Exercise requirements: Repeat word for word everything in the article on Sri Lankan asylum seekers from "Those 41 were" down to "of the military.".

Human rights lawyers brought the legal challenge following the interception and return on Sunday of 41 other Sri Lankan asylum seekers on a separate boat by Australia whose conservative government’s hardline immigration policy was a centrepiece of its election victory last year.

Those 41 were due to appear in court in the port city of Galle later on Tuesday. Sri Lankan police have said they would be charged with leaving the country illegally and any found guilty would face “rigorous imprisonment”, raising fears about rights abuses.

Western countries have long raised concerns with Sri Lanka over accusations of human rights violations during the final phase of the war against Tamil separatists that ended in 2009.

Sri Lanka says many asylum seekers are economic migrants, but rights groups say Tamils seek asylum to prevent torture, rape and other violence at the hands of the military.

Tuesday’s High Court hearing about the interception of a second boat has revealed details of the operation, undercutting the government’s attempts to maintain a veil of secrecy over its so-called “Operation Sovereign Borders”.

Lawyer Justice Gleeson, acting for Immigration Minister Scott Morrison, said the group was intercepted 12 miles from Australia and outside the country’s migration zone. They were now on an Australian navy vessel on the high seas, he said.

Lawyer Ron Merkel, representing 40 of the 153 asylum seekers, said the group were all Tamils and included several children, including a two-year-old. Merkel, who said all the group’s communications had been removed, argued that they had been denied procedural fairness by not receiving a proper assessment of their claims to asylum.

“This is the government’s intent … to involuntarily and by coercion return the 50 plaintiffs … to Sri Lanka against their will,” Merkel told the court.

Merkel said the key issue was whether the Migration Act allowed the government to hold the asylum seekers at sea. Gleeson, however, said the Migration Act did not apply because the group was picked up outside Australia’s waters.

Gleeson did not provide any detail on how or why Australian authorities boarded the boat and transferred the group to the navy boat.

The U.N. Refugee Agency said on Tuesday it was “deeply concerned” about the return of the 41 asylum seekers and the fate of the other 153.

Of particular concern is Australia’s “enhanced screening” process, used to assess asylum seekers on the first boat, reportedly involving asking them just four questions over a phone link to Australia.

“UNHCR’s experience over the years with shipboard processing has generally not been positive,” the refugee agency said in a statement. “Such an environment would rarely afford an appropriate venue for a fair procedure.”

The 41 people on the first boat, including nine children, are due to appear in court in Galle after spending the night in at a military camp notorious during the war for holding Liberation Tigers of Tamil Eelam rebels.

“Only on the last day did my cousin tell me that he was going on this journey,” said a woman who tended to her baby at the 17th century, Dutch-built court as she waited for the 41 to be brought in. “But the best thing is he has returned alive.”

“They told us they were going to New Zealand,” another relative told Reuters. “They said they had seen an internet advertisement for 5,000 vacancies in New Zealand.”

“WE ARE STOPPING THE BOATS”

Australia has touted its success in blocking asylum seeker boats, saying there have been no arrivals since December.

Provided material:
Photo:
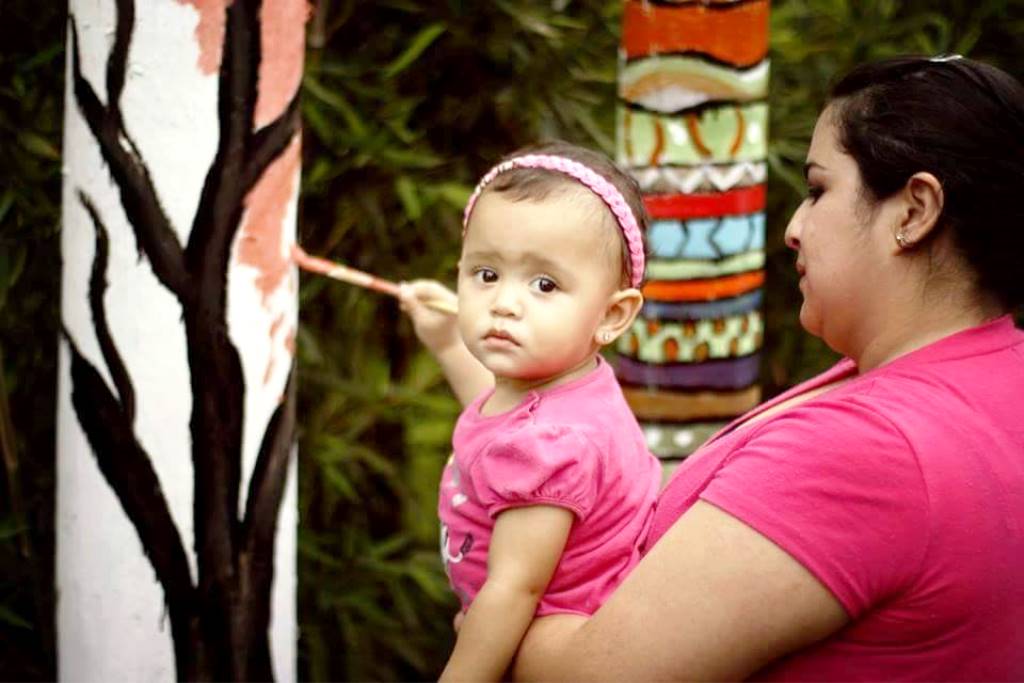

Problem solution:
Those 41 were due to appear in court in the port city of Galle later on Tuesday. Sri Lankan police have said they would be charged with leaving the country illegally and any found guilty would face “rigorous imprisonment”, raising fears about rights abuses.

Western countries have long raised concerns with Sri Lanka over accusations of human rights violations during the final phase of the war against Tamil separatists that ended in 2009.

Sri Lanka says many asylum seekers are economic migrants, but rights groups say Tamils seek asylum to prevent torture, rape and other violence at the hands of the military.